PROBLEMS AND TASKS ::
[1] Translate this sentence from the fishing lawsuit report into Spanish: "A federal appeals court recently held that regulators cannot subject charter fishing vessels to round-the-clock GPS surveillance."
[2] Write out the stretch of the fishing lawsuit report from "Commerce secretary Gina" through "number is 2:23-cv-00339-JAW.", word for word.

SELECTION ::

Portland, ME -- The New England Fishermen’s Stewardship Association (NEFSA) has filed a lawsuit alleging that the regulatory bodies which control the fishing industry are unconstitutional.


America’s oceans have become Constitution free zones. A federal appeals court recently held that regulators cannot subject charter fishing vessels to round-the-clock GPS surveillance. Fishermen are also in the Supreme Court contesting federal power to place observers on fishing voyages while billing fishermen for the cost of the observers.


NEFSA’s lawsuit centers on yet another constitutional problem: the method of appointing members to fishery regulatory councils and the job protections council members enjoy—both of which are patently unconstitutional because they unlawfully shield council members from being accountable to the people.


“When I was a vessel captain, the New England Fishery Management Council controlled every facet of my business, from catch quotas to conservation measures,” said NEFSA CEO Jerry Leeman. “Despite the significant power council members exercise, they are shielded from democratic control and political accountability. We live in a democracy and our fishery is a public resource. The public needs to be able to participate in its management and care.”


Commerce secretary Gina Raimondo, the National Marine Fisheries Service, and two senior regulators are named as defendants.


NEFSA filed its suit the U.S. District Court for the District of Maine. The case was assigned to U.S. District Judge John A. Woodcock. The PACER case number is 2:23-cv-00339-JAW.


Key points

· The 1976 Magnuson-Stevens Act establishes eight fishery management councils. Each council regulates marine resources in a particular area. The New England Fishery Management Council, has jurisdiction over the Gulf of Maine, Georges Bank, and waters south of New England.

DATA EXTRACT ::
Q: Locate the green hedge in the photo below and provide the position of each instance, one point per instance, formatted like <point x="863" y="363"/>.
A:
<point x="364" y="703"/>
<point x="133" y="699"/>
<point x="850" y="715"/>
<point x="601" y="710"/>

COMPLETED EXERCISE ::
[1] Un tribunal federal de apelaciones dictaminó recientemente que los reguladores no pueden someter a las embarcaciones de pesca de alquiler a vigilancia por GPS las 24 horas del día.

[2]
Commerce secretary Gina Raimondo, the National Marine Fisheries Service, and two senior regulators are named as defendants.


NEFSA filed its suit the U.S. District Court for the District of Maine. The case was assigned to U.S. District Judge John A. Woodcock. The PACER case number is 2:23-cv-00339-JAW.